Entries for bounding box labeling:
········
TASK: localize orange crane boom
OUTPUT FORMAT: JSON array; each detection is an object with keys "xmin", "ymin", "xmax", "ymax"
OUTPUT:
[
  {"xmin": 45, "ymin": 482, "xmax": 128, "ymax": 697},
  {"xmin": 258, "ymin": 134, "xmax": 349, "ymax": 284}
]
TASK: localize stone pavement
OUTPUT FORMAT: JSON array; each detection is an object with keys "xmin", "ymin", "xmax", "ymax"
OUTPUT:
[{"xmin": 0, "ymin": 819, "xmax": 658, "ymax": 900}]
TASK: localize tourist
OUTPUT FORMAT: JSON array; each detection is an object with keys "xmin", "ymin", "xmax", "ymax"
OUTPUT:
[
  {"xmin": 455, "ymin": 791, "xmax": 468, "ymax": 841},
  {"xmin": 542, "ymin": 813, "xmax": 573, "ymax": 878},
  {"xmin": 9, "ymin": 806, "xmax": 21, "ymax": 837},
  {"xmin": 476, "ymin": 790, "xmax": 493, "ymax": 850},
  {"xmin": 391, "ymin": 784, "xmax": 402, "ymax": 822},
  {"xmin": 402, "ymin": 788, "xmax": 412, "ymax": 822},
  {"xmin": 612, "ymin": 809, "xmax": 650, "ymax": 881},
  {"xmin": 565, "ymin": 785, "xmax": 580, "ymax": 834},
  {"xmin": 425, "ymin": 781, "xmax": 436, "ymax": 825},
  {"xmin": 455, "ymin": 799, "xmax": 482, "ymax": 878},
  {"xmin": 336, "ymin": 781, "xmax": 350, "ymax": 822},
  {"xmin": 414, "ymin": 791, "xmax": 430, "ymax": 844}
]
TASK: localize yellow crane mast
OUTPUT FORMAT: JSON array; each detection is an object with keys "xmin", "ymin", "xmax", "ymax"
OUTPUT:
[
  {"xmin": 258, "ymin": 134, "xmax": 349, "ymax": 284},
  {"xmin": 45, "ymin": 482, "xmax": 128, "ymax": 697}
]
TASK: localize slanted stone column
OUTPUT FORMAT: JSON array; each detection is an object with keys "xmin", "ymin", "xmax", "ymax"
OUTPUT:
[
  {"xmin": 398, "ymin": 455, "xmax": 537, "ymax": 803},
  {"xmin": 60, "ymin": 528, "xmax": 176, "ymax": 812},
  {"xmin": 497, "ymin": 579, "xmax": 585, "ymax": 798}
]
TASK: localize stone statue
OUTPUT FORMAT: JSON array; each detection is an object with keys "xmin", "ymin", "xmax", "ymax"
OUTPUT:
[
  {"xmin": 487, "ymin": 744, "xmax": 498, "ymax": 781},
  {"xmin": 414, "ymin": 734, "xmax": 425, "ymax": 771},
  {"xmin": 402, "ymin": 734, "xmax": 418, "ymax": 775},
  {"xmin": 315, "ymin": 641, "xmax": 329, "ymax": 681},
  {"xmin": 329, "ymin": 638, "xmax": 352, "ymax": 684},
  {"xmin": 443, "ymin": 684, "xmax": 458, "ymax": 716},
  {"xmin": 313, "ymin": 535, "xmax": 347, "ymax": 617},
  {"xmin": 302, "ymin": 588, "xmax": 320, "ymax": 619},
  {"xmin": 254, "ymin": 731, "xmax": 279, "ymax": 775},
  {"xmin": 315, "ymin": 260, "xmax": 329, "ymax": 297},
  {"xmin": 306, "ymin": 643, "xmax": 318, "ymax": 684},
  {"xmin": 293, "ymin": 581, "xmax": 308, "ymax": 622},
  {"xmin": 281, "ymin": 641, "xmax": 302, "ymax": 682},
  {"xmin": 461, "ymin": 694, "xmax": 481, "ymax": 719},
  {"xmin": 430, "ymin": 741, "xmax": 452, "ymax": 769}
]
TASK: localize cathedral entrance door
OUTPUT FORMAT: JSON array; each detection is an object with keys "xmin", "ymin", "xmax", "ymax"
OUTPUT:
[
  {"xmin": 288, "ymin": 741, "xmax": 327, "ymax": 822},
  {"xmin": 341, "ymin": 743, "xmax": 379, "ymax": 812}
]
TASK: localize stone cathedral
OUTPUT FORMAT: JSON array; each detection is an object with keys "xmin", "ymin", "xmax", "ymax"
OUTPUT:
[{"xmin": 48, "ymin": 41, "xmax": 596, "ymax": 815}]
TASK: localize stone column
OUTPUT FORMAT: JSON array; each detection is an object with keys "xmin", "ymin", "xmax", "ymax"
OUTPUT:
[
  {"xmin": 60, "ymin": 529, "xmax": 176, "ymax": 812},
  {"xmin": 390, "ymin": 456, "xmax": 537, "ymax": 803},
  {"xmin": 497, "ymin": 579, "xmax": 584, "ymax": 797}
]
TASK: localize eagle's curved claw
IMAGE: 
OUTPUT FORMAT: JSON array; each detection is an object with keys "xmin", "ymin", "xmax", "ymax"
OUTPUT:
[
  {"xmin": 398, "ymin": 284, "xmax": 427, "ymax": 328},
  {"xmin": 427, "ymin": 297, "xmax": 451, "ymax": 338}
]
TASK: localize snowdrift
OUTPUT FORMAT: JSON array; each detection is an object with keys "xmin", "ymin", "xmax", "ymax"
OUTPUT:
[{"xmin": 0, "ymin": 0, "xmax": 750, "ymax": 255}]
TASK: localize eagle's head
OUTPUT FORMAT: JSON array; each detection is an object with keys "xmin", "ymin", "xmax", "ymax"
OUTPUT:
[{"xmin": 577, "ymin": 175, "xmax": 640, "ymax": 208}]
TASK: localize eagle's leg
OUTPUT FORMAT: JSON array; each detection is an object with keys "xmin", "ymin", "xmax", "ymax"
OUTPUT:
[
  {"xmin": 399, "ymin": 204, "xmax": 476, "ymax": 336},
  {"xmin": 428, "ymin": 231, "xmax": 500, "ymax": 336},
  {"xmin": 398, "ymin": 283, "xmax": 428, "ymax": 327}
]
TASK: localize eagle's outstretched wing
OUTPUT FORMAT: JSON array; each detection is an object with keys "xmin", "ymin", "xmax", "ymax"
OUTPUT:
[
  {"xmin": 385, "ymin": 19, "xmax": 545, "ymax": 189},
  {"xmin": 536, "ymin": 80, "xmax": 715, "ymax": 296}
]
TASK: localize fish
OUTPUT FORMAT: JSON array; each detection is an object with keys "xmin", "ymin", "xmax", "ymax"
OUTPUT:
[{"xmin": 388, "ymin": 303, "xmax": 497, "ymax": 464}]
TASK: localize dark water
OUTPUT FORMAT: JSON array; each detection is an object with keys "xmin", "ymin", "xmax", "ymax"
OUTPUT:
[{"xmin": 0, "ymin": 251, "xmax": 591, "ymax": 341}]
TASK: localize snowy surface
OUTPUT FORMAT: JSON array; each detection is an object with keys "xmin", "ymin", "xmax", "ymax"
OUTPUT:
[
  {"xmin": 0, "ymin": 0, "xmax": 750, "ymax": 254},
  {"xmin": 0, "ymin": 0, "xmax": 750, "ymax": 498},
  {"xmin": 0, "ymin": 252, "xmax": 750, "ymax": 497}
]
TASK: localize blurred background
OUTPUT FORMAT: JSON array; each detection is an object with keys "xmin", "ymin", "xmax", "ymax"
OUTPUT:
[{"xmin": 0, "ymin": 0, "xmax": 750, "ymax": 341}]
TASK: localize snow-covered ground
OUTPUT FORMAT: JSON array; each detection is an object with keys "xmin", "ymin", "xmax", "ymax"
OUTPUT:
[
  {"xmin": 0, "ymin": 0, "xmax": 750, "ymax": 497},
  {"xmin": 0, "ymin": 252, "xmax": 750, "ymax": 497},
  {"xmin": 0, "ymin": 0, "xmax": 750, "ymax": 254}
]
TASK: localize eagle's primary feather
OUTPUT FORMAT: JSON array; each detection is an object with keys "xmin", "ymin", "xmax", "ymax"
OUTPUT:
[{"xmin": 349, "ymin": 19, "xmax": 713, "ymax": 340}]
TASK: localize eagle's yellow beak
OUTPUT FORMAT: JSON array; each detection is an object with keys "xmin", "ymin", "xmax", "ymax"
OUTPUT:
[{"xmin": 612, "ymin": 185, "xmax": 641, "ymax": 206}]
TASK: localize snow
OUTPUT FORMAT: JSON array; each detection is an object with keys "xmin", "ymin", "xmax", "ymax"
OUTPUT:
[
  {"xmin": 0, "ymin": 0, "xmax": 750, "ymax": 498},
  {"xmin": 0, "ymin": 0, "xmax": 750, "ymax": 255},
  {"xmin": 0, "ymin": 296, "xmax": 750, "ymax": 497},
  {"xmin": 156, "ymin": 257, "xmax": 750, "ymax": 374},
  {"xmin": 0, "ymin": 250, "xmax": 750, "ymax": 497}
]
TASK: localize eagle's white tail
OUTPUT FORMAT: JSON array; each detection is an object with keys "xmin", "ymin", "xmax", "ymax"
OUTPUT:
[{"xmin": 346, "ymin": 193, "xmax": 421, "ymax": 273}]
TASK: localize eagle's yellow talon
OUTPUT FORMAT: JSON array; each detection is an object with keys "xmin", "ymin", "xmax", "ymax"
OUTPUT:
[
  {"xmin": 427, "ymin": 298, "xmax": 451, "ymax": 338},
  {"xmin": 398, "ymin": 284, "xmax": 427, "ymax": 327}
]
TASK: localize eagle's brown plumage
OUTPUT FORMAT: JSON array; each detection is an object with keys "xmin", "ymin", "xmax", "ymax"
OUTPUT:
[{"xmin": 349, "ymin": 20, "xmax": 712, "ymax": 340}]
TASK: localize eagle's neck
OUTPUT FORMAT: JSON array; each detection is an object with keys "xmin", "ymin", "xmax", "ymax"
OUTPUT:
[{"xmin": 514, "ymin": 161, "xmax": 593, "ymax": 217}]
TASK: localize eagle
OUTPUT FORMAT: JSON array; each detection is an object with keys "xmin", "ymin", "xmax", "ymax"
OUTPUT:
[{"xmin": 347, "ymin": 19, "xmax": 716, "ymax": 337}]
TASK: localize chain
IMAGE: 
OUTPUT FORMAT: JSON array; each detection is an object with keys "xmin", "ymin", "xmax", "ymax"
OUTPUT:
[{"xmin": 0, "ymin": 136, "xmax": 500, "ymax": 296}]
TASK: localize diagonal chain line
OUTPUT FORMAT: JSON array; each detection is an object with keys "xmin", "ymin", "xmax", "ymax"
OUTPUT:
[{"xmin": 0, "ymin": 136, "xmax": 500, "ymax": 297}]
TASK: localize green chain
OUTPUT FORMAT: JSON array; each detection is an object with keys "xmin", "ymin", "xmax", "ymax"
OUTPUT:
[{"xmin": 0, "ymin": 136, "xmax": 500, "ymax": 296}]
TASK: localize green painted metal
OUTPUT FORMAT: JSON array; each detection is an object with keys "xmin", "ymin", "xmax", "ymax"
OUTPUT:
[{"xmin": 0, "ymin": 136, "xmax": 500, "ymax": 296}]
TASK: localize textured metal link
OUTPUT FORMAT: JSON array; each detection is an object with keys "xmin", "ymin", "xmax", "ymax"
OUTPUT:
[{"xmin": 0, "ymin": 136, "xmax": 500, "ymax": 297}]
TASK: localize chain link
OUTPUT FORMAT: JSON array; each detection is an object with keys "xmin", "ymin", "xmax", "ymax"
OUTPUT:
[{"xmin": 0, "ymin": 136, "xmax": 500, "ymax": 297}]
········
Given instruction: Identify every line in the records above that contains the word "cathedral", and copy each of those lines.

Solved exercise:
TASK: localize cathedral entrance door
TASK: localize stone cathedral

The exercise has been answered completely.